Copy out every record below with complete accuracy.

------ INPUT DATA

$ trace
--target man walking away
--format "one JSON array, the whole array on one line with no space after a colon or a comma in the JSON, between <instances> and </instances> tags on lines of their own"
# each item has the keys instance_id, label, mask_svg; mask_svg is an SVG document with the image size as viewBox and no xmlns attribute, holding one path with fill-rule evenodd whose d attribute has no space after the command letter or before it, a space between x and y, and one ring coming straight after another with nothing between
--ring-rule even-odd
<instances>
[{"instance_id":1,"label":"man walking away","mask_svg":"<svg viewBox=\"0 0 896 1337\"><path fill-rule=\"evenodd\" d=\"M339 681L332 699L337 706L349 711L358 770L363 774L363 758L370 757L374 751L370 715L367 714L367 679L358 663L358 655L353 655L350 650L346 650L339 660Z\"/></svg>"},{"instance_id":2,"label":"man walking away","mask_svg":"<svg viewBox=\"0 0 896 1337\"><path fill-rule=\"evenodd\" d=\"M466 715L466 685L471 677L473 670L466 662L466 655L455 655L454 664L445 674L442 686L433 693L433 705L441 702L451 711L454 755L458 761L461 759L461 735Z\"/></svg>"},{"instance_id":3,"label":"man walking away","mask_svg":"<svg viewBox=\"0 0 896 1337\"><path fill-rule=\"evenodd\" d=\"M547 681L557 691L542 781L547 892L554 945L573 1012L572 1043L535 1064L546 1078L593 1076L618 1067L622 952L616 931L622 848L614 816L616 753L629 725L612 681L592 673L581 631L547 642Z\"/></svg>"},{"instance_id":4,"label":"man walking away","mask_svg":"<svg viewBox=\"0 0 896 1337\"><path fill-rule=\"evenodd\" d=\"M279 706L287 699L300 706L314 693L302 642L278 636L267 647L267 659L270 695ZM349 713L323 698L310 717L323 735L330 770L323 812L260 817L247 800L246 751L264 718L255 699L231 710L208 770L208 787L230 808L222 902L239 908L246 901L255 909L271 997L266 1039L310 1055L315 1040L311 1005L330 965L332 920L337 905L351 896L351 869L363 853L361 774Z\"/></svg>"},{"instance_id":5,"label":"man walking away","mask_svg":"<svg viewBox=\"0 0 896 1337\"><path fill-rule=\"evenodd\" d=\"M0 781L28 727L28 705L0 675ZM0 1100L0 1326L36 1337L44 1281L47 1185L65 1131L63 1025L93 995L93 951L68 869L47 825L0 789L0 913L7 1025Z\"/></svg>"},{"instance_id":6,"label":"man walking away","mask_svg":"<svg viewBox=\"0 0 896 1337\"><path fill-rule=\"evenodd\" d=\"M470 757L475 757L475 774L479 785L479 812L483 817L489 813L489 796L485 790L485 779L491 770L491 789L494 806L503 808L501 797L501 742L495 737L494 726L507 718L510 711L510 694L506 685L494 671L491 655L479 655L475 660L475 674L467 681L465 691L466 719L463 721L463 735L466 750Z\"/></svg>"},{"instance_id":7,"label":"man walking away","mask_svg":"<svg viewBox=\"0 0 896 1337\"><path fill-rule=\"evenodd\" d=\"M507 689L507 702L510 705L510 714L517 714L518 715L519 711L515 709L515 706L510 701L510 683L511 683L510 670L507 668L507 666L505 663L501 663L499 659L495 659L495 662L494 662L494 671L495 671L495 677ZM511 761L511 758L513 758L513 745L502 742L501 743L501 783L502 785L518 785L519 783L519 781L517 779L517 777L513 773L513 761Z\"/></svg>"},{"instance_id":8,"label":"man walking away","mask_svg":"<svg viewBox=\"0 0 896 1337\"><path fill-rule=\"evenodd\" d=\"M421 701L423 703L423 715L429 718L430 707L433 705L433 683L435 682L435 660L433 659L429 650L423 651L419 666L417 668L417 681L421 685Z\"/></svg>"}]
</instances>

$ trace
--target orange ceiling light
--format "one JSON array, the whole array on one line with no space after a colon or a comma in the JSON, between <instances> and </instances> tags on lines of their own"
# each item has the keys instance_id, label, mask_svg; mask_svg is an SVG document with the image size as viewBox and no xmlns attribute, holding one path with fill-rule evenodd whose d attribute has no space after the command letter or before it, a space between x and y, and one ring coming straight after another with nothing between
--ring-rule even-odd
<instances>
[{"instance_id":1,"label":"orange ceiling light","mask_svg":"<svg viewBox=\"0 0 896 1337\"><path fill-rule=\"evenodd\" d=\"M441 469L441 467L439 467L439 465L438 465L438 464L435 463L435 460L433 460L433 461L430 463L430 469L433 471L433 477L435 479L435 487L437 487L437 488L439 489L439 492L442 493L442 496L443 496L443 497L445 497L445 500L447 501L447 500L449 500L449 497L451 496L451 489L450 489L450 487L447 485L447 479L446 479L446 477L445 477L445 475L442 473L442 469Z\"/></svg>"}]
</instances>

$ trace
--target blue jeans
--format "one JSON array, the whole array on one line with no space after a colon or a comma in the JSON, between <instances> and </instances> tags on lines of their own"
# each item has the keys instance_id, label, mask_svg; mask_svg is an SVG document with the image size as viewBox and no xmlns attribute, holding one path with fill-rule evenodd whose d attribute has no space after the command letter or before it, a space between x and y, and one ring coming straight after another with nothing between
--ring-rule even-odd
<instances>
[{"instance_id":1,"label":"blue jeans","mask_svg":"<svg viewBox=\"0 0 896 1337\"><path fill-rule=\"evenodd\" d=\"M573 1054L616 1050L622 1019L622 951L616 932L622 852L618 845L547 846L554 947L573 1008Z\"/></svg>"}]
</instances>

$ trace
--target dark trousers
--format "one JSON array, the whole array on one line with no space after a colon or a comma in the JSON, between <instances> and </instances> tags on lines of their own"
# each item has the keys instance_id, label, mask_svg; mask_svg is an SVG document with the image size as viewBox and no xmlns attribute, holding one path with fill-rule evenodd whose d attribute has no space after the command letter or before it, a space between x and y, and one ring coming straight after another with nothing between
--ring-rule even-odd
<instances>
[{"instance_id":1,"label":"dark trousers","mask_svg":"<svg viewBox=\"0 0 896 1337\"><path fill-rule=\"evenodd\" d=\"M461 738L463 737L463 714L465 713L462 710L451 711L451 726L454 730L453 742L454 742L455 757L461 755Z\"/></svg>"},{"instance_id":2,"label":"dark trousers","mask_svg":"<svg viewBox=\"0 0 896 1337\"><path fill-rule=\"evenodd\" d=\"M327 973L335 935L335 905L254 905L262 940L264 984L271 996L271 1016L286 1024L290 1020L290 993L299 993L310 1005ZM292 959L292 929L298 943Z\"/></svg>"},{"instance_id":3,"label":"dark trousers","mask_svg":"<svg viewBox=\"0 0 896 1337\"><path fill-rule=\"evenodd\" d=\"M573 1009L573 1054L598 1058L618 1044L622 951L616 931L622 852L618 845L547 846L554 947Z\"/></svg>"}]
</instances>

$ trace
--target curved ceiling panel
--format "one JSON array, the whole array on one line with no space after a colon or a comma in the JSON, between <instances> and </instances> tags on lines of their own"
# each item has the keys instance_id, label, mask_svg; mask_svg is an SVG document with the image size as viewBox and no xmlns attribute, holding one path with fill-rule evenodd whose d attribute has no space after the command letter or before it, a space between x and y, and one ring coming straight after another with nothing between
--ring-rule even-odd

------------

■ WORKED SOLUTION ■
$ trace
--target man walking away
--format "one JSON array, the whole array on one line with no space after a colon or a comma in the JSON, between <instances> and </instances> tags on lines of their own"
# each item has the keys instance_id, label, mask_svg; mask_svg is an SVG document with the image size as viewBox and no xmlns attribute, holding one path with fill-rule evenodd whose d attribute has no space after the command letter or before it, a space between x and y, and one ring coming straight after another with nothing between
--ring-rule even-odd
<instances>
[{"instance_id":1,"label":"man walking away","mask_svg":"<svg viewBox=\"0 0 896 1337\"><path fill-rule=\"evenodd\" d=\"M339 681L332 699L337 706L349 711L358 770L363 774L363 758L370 757L374 751L370 715L367 714L367 679L358 663L358 655L353 655L350 650L346 650L339 660Z\"/></svg>"},{"instance_id":2,"label":"man walking away","mask_svg":"<svg viewBox=\"0 0 896 1337\"><path fill-rule=\"evenodd\" d=\"M466 715L466 685L471 677L473 670L466 662L466 655L455 655L454 664L445 674L442 686L433 693L433 705L441 702L451 711L454 755L458 761L461 759L461 735Z\"/></svg>"},{"instance_id":3,"label":"man walking away","mask_svg":"<svg viewBox=\"0 0 896 1337\"><path fill-rule=\"evenodd\" d=\"M547 681L557 691L542 781L547 892L554 945L573 1012L572 1043L535 1064L546 1078L593 1076L618 1067L622 952L616 931L622 848L614 816L616 753L629 725L612 681L592 673L581 631L547 642Z\"/></svg>"},{"instance_id":4,"label":"man walking away","mask_svg":"<svg viewBox=\"0 0 896 1337\"><path fill-rule=\"evenodd\" d=\"M279 706L287 699L300 706L314 693L302 642L278 636L267 647L267 659L270 695ZM349 713L323 698L310 717L323 735L330 770L323 812L260 817L247 800L246 751L264 718L255 699L231 710L208 770L208 787L230 808L222 902L239 908L246 901L255 909L271 997L266 1039L310 1055L315 1040L311 1005L330 965L332 920L337 905L351 896L351 869L363 853L361 774Z\"/></svg>"},{"instance_id":5,"label":"man walking away","mask_svg":"<svg viewBox=\"0 0 896 1337\"><path fill-rule=\"evenodd\" d=\"M0 781L28 727L28 705L0 675ZM0 1100L0 1326L36 1337L44 1281L47 1185L65 1131L63 1025L93 995L93 951L68 869L47 825L0 789L0 913L7 1025Z\"/></svg>"},{"instance_id":6,"label":"man walking away","mask_svg":"<svg viewBox=\"0 0 896 1337\"><path fill-rule=\"evenodd\" d=\"M470 757L475 757L475 774L479 785L479 812L483 817L489 813L489 796L485 790L485 779L491 770L491 789L494 806L503 808L501 797L501 742L495 737L494 726L507 718L510 711L510 694L506 685L494 671L491 655L479 655L475 660L475 674L467 681L465 691L466 719L463 721L463 735L466 750Z\"/></svg>"},{"instance_id":7,"label":"man walking away","mask_svg":"<svg viewBox=\"0 0 896 1337\"><path fill-rule=\"evenodd\" d=\"M507 689L507 702L510 705L510 714L517 714L518 715L519 711L515 709L515 706L510 701L510 683L511 683L510 670L507 668L507 666L505 663L501 663L499 659L495 659L495 662L494 662L494 671L495 671L495 677ZM511 761L511 758L513 758L513 745L502 742L501 743L501 783L502 785L518 785L519 783L519 781L517 779L517 777L513 773L513 761Z\"/></svg>"},{"instance_id":8,"label":"man walking away","mask_svg":"<svg viewBox=\"0 0 896 1337\"><path fill-rule=\"evenodd\" d=\"M421 701L423 703L423 715L429 718L430 707L433 705L433 683L435 682L435 660L433 659L429 650L423 651L419 666L417 668L417 681L421 685Z\"/></svg>"}]
</instances>

$ trace
--target orange ceiling light
--format "one JSON array, the whole array on one line with no space after a colon or a comma in the JSON, between <instances> and </instances> tags on lines of their own"
# each item has the keys instance_id, label, mask_svg; mask_svg is an SVG document with the image size as viewBox and no xmlns attribute, holding one path with fill-rule evenodd whose d attribute has no space after the command letter or before it, a space between x and y, and one ring coming straight after another with nothing between
--ring-rule even-odd
<instances>
[{"instance_id":1,"label":"orange ceiling light","mask_svg":"<svg viewBox=\"0 0 896 1337\"><path fill-rule=\"evenodd\" d=\"M441 469L441 467L439 467L439 465L438 465L438 464L435 463L435 460L433 460L433 461L430 463L430 469L433 471L433 477L435 479L435 487L437 487L437 488L439 489L439 492L442 493L442 496L443 496L443 497L445 497L445 500L447 501L447 500L449 500L449 497L451 496L451 489L450 489L450 487L447 485L447 479L446 479L446 477L445 477L445 475L442 473L442 469Z\"/></svg>"}]
</instances>

$ trace
--target blue jeans
--format "one JSON array, the whole array on one line with no space after a colon or a comma in the JSON, between <instances> and </instances> tags on lines of their own"
# each item has the keys instance_id, label, mask_svg; mask_svg is an SVG document with the image size as viewBox and no xmlns attribute, holding one path with fill-rule evenodd whose d attribute has no space after the command letter or before it, a space between x and y, and one ring coming straight after another with nothing between
--ring-rule even-odd
<instances>
[{"instance_id":1,"label":"blue jeans","mask_svg":"<svg viewBox=\"0 0 896 1337\"><path fill-rule=\"evenodd\" d=\"M573 1054L616 1050L622 1019L622 951L616 932L622 852L618 845L547 846L554 947L573 1008Z\"/></svg>"}]
</instances>

$ trace
--target dark trousers
--format "one JSON array, the whole array on one line with no space after a colon or a comma in the JSON, between <instances> and </instances> tags on lines of their own"
# each item has the keys instance_id, label, mask_svg; mask_svg is an SVG document with the image size as viewBox and no xmlns attribute, holding one path with fill-rule evenodd whose d attribute has no space after the command letter or before it, a space between x and y, and one ring coming straight after another with nothing between
--ring-rule even-odd
<instances>
[{"instance_id":1,"label":"dark trousers","mask_svg":"<svg viewBox=\"0 0 896 1337\"><path fill-rule=\"evenodd\" d=\"M461 738L463 737L463 714L465 713L462 710L451 711L451 726L454 730L453 742L454 742L455 757L461 755Z\"/></svg>"},{"instance_id":2,"label":"dark trousers","mask_svg":"<svg viewBox=\"0 0 896 1337\"><path fill-rule=\"evenodd\" d=\"M327 973L335 935L335 905L254 905L262 940L264 984L271 996L271 1016L286 1024L290 1020L290 993L299 993L310 1005ZM292 959L292 929L298 943Z\"/></svg>"},{"instance_id":3,"label":"dark trousers","mask_svg":"<svg viewBox=\"0 0 896 1337\"><path fill-rule=\"evenodd\" d=\"M573 1009L573 1054L598 1058L618 1044L622 951L616 931L622 852L618 845L547 846L554 947Z\"/></svg>"}]
</instances>

$ trace
--target curved ceiling panel
--format "one JSON array, the whole array on one line with no space after a colon or a comma in the JSON, between <instances> and </instances> tags on lines of their own"
# each item has the keys instance_id, label, mask_svg; mask_svg is an SVG document with the image size as viewBox and no xmlns attribute, holding one path with fill-rule evenodd whose d attribute has no space after the command letter or before it, a space between x and y, and one ring coming straight after another with nothing between
--ring-rule even-odd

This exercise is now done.